Tareas requeridas:
A: Responde según el fragmento sobre el retrato:
(i) ¿Qué hizo el narrador justo después de mirar apresuradamente el cuadro?
(ii) ¿Cómo se denomina técnicamente el estilo en que estaba hecho el retrato?
(iii) ¿En qué se fundían imperceptiblemente los brazos, el seno y las puntas del cabello?
B: ¿Puedes continuar el fragmento sobre el retrato a partir de su última oración?

Sección de texto:
:::

Era el retrato de una joven muchacha que empezaba a madurar como mujer.
Miré apresuradamente el cuadro, y luego cerré los ojos.
Fue un movimiento impulsivo para ganar tiempo para pensar; para asegurarme de que mi vista no me había engañado; para calmar y dominar mi imaginación para una mirada más sobria y más segura.
Tras unos breves instantes, miré de nuevo fijamente el cuadro.
El retrato, lo he dicho ya, era el de una chica joven.
Era meramente una cabeza y los hombros, hecho en lo que técnicamente se denomina estilo "vignette"; muy del estilo de las cabezas favoritas de Sully.
Los brazos, el seno, e incluso las puntas del radiante cabello se fundían imperceptiblemente en la vaga pero profunda sombra que formaba el fondo del conjunto.
Como obra de arte, nada podía ser más admirable que la pintura en sí.
Pero no pudo haber sido ni la ejecución de la obra, ni la inmortal belleza del semblante, lo que tan repentina y tan vehementemente me había conmovido.

:::

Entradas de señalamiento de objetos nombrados
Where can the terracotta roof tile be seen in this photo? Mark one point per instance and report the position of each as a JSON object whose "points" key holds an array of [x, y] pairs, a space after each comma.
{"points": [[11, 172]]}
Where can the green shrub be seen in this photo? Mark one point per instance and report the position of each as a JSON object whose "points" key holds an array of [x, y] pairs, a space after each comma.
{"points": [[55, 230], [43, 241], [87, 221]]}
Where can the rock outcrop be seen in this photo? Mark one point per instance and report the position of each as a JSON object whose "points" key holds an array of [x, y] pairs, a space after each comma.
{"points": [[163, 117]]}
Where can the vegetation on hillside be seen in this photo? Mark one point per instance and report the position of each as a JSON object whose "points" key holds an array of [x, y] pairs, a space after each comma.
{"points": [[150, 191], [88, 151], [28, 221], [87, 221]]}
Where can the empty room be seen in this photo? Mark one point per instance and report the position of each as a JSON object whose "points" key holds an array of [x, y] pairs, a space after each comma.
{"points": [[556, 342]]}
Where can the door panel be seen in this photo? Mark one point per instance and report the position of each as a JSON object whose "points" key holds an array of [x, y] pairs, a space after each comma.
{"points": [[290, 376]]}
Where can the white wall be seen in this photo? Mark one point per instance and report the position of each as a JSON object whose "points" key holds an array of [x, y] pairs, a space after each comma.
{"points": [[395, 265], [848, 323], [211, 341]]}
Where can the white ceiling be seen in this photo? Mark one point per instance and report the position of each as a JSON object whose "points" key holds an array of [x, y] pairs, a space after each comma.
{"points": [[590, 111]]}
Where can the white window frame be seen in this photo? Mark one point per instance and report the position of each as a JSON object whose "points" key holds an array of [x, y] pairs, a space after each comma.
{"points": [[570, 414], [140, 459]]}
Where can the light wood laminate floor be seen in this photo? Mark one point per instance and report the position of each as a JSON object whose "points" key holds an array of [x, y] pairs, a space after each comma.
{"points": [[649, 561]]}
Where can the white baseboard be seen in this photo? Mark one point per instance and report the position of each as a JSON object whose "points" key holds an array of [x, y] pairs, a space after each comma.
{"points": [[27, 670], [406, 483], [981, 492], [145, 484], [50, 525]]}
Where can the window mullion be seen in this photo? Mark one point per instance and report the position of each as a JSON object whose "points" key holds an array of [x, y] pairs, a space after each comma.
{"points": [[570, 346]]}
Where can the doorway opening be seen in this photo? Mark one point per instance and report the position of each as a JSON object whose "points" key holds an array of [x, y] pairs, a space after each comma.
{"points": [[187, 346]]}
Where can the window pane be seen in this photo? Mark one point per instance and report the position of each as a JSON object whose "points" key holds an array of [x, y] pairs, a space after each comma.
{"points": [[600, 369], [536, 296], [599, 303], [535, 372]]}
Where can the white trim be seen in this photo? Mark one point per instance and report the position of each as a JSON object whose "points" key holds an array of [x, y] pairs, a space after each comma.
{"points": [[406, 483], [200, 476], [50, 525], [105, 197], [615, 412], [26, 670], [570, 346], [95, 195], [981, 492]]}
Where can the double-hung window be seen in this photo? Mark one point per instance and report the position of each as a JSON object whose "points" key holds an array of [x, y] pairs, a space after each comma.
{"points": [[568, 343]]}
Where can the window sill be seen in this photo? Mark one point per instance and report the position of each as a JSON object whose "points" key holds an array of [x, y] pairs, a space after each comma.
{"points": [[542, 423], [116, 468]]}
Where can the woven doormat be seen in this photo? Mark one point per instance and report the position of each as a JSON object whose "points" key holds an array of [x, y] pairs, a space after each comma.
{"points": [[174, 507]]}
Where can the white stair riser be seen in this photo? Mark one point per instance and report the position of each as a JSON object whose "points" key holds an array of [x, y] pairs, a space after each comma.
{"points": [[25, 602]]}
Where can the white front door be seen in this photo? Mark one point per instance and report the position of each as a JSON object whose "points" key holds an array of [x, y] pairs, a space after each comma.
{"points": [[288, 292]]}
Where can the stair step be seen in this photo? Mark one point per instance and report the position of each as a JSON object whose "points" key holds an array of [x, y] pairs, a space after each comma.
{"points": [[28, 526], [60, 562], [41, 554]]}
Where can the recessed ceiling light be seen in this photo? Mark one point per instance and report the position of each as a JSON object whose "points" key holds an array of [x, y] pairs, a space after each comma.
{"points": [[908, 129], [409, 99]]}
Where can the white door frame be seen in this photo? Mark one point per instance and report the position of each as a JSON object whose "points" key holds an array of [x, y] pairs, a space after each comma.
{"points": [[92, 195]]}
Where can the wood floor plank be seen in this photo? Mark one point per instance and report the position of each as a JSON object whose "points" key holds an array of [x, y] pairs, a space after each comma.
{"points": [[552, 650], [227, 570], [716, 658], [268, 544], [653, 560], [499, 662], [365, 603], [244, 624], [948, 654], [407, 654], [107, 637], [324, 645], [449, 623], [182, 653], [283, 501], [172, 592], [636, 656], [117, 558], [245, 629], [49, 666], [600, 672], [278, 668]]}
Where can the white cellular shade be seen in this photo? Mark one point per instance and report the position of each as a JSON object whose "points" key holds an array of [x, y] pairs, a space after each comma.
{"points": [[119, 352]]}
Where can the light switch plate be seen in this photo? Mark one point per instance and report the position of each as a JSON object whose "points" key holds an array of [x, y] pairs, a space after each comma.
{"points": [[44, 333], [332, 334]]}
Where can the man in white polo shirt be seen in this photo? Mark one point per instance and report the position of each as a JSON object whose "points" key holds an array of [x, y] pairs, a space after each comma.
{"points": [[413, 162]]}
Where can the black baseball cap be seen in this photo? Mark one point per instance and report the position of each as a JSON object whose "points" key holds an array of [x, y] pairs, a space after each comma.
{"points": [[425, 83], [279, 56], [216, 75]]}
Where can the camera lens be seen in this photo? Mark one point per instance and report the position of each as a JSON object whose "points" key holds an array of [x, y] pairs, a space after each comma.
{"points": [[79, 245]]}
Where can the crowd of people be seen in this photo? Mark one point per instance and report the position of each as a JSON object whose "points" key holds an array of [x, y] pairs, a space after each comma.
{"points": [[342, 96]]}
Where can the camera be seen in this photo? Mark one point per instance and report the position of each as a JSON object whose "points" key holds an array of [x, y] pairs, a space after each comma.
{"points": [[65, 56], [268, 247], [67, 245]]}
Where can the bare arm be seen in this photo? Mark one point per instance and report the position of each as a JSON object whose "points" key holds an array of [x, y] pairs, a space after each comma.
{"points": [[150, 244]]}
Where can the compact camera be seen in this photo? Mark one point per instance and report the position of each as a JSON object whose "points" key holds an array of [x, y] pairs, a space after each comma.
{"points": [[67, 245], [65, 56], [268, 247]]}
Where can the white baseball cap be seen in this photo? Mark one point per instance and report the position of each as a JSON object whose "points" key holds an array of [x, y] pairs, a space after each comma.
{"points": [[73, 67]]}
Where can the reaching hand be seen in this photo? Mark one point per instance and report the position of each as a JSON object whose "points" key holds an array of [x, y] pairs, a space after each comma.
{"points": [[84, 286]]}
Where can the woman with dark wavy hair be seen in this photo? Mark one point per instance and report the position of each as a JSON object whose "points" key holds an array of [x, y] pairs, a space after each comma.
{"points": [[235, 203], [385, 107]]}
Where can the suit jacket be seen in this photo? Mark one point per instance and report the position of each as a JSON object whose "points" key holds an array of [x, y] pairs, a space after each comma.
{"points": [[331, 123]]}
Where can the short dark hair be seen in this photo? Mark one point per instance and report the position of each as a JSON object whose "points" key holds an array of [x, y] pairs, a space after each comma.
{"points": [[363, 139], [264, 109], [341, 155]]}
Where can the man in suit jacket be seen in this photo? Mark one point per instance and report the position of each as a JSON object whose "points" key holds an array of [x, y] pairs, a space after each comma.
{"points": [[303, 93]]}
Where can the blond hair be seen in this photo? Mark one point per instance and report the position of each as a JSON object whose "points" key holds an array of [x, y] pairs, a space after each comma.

:::

Resultados del ejercicio:
A:
(i) Cerró los ojos.
(ii) Estilo "vignette".
(iii) En la vaga pero profunda sombra que formaba el fondo del conjunto.

B:
Menos aún pudo haber sido que mi imaginación, hubiera confundido la cabeza con la de una persona viviente.
A la larga, satisfecho del verdadero secreto de su efecto, me volví a tender en el lecho.
Había encontrado el hechizo del cuadro en una absoluta "apariencia de vida" de expresión".

¿Es tuyo ese libro?
-No, lo he encontrado aquí.

¿Me das uno? (cigarrillo)

Es nuestra historia: un pintor que retrata a su amada.

¿Quieres que continúe? "Y, en verdad, aquellos que contemplaban el retrato hablaban en voz baja de su parecido como de una poderosa maravilla, y como de una prueba no menos de la habilidad del pintor que de su profundo amor a aquella a la que pintaba tan extraordinariamente bien.
Pero a la larga, al acercarse el trabajo a su conclusión, nadie fue admitido en el torreón, pues el pintor había enloquecido con el ardor de su trabajo, y raramente apartaba sus ojos de la tela, ni siquiera para mirar el semblante de su esposa.
Y no quería ver que los colores que extendía sobre la tela los arrancaba de las mejillas de la que posaba a su lado.
Y cuando varias semanas hubieron pasado, y poco quedaba por hacer, excepto una pincelada sobre la boca y un color sobre el ojo, el espíritu de la dama tembló de nuevo como la llama en el casquillo de una lámpara.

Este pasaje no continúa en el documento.